They are “here today, gone tomorrow,” “for a limited time only,” and every other imaginable cliché of classic retail marketing. “Pop-up stores” — boutiques set up for just a few days or months — aim for old-fashioned selling, repackaged into modern retail therapy.
Last month, Target opened up four stores in Manhattan dubbed Bullseye Bodegas, and sold designer-brand clothing and housewares at basement prices – but only for four days.
“The idea is to build excitement for the brand,” said Joshua Thomas, a Target spokesman who helped set up the shops in SoHo, Midtown, Union Square, and East Village. The stores were decorated with Andy Warlhol-esque Pop Art, by David Stark, a top design firm. The merchandise included creations from more than 22 designers.
“It’s a buzz marketing tool for us,” said Thomas.
With consumers and corporations tightening their fiscal belts, some retailers see these shops as an antidote to the troubled economy and the astronomical cost of Manhattan real estate. Delta Airlines, The Gap, and Nike also have jumped on the concept, opening “quick and dirty” shops that sell a company’s overstock or new signature product.
Thomas said Target pioneered the concept in New York in 2002, when the company docked a ferry on the Hudson River in Chelsea.
For the New Yorkers hankering for a $40 Anya Hindmarch designer handbag, though unwilling to travel to Target stores on 224th Street in the Bronx or at Brooklyn’s Atlantic Center, the shops were a happy find. Target hopes to bring the bullseye to Manhattan permanently. The company has looked at taking over the Kmart at Astor Place, The New York Times reported, though Thomas was unable to confirm this.

------------------------------------------------------------

▸ Prompt 1
Please answer these questions from the pop-up stores text, one line each:
(a) For how many days were Target's Bullseye Bodegas open?
(b) Who decorated the stores with Pop Art?
(c) Where did Target dock a ferry in 2002?
▸ Prompt 2
Using the pop-up stores text, explain in one to three sentences why the shops were a happy find for some New Yorkers.

------------------------------------------------------------

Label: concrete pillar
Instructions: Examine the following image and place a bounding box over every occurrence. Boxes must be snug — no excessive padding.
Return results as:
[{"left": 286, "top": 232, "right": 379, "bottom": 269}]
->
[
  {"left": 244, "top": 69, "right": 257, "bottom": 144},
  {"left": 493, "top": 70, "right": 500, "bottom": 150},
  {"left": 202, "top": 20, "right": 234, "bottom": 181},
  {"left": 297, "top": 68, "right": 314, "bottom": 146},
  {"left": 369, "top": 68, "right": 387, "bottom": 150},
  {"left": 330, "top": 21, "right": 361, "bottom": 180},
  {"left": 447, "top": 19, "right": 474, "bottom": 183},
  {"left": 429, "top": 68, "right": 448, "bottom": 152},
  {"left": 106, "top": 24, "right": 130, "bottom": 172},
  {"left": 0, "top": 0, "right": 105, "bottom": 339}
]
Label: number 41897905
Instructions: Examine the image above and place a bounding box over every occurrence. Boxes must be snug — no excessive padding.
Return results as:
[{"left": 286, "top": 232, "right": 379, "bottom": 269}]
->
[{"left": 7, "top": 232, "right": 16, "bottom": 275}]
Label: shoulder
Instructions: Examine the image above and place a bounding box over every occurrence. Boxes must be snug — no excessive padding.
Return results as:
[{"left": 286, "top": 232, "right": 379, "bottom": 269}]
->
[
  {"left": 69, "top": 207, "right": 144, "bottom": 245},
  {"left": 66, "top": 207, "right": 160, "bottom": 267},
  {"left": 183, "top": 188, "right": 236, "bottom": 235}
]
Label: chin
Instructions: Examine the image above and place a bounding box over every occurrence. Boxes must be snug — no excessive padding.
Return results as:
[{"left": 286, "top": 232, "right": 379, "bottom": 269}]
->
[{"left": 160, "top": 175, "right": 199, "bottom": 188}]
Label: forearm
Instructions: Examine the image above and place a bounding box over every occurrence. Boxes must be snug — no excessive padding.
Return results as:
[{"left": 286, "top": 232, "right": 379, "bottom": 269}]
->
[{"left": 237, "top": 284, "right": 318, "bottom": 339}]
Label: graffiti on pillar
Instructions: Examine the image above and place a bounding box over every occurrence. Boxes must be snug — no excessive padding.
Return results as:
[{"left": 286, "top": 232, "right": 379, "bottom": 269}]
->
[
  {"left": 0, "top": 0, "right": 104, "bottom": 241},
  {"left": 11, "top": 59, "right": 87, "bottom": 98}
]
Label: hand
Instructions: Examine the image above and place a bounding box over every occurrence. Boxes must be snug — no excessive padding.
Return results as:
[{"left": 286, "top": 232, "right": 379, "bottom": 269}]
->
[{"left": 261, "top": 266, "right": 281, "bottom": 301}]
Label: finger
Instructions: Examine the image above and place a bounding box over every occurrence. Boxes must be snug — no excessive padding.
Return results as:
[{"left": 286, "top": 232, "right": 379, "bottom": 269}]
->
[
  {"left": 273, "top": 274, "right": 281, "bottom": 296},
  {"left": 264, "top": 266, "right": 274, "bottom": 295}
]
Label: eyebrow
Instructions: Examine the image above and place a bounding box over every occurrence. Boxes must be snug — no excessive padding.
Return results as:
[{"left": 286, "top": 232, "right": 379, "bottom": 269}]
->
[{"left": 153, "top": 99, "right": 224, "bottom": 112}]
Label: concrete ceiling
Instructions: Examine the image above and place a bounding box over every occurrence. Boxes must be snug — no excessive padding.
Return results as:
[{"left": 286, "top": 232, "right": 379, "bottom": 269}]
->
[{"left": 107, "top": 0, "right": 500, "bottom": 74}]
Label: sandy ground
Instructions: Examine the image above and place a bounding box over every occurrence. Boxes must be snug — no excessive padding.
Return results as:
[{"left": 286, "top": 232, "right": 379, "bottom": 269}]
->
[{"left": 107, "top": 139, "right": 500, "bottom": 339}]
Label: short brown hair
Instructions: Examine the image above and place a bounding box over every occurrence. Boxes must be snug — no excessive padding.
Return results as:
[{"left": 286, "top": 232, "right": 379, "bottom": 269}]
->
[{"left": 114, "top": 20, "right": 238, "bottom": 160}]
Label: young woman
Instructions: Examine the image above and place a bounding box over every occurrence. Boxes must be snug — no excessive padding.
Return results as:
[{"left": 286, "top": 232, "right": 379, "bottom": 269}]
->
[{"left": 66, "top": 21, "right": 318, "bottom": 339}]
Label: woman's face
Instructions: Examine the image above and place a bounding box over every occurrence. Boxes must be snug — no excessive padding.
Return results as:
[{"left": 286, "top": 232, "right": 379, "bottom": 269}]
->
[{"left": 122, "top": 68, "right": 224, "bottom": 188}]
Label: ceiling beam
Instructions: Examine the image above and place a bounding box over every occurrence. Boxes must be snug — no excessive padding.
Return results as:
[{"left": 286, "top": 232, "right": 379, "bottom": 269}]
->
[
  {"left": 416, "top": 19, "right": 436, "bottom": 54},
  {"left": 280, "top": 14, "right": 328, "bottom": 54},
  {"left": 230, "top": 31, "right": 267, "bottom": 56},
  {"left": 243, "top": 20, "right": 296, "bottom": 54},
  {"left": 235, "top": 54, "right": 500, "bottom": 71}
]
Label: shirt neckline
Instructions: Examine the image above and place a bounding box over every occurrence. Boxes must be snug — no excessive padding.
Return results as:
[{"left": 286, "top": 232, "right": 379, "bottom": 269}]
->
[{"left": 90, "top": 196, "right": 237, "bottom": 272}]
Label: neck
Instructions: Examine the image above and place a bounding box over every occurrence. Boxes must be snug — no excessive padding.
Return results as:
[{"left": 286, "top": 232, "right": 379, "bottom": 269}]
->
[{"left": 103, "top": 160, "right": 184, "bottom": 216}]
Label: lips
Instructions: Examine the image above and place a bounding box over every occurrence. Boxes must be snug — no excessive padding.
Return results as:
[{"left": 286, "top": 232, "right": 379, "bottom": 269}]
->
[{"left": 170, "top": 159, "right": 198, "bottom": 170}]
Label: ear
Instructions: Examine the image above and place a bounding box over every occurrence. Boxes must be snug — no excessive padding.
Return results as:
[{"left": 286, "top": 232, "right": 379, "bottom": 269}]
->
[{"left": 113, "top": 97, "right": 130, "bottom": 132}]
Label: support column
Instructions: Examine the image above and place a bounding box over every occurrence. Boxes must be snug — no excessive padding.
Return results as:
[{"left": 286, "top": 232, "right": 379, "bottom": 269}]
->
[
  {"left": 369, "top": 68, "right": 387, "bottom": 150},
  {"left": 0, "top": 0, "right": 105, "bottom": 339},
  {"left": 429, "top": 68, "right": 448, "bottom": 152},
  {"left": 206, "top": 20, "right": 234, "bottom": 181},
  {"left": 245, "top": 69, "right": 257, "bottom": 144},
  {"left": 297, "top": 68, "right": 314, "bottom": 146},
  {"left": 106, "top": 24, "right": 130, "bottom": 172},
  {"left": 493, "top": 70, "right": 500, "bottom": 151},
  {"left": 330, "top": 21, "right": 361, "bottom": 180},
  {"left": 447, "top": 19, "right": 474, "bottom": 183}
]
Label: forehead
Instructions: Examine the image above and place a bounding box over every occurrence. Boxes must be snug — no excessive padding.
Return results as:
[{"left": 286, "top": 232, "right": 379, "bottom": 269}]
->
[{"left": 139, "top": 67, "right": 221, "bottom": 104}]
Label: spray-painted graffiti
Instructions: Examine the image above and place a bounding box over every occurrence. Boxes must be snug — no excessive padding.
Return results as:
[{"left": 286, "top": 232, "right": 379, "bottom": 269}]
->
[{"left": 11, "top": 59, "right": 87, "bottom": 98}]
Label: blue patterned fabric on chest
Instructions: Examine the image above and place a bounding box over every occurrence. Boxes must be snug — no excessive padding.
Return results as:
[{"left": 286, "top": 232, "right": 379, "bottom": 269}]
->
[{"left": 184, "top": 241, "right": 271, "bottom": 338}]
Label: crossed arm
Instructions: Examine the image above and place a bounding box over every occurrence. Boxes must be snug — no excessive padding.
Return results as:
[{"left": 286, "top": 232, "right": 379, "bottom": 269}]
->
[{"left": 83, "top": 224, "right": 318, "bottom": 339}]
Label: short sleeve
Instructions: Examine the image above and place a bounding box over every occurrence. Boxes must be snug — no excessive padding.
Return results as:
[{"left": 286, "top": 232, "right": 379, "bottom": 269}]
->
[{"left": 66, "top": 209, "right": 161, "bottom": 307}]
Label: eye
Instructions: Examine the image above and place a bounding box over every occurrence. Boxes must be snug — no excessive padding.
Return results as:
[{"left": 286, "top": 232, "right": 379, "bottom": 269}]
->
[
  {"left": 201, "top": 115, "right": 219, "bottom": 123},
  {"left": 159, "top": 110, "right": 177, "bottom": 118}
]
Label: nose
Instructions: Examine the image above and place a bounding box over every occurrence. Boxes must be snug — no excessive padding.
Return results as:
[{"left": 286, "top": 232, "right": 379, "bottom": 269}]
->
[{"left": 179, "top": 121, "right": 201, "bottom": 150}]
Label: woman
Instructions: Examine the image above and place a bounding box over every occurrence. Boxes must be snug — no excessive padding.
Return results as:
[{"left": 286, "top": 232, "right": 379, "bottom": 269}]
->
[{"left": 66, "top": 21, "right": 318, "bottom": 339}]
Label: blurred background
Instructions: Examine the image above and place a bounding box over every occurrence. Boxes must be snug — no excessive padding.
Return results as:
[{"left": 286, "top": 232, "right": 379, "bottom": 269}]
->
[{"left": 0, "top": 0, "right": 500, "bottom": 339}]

------------------------------------------------------------

▸ Result 1
(a) Four days.
(b) David Stark, a top design firm.
(c) On the Hudson River in Chelsea.

▸ Result 2
These New Yorkers wanted a $40 Anya Hindmarch designer handbag. They were unwilling to travel to the Target stores on 224th Street in the Bronx or at Brooklyn's Atlantic Center, and the Manhattan shops brought the merchandise closer to them.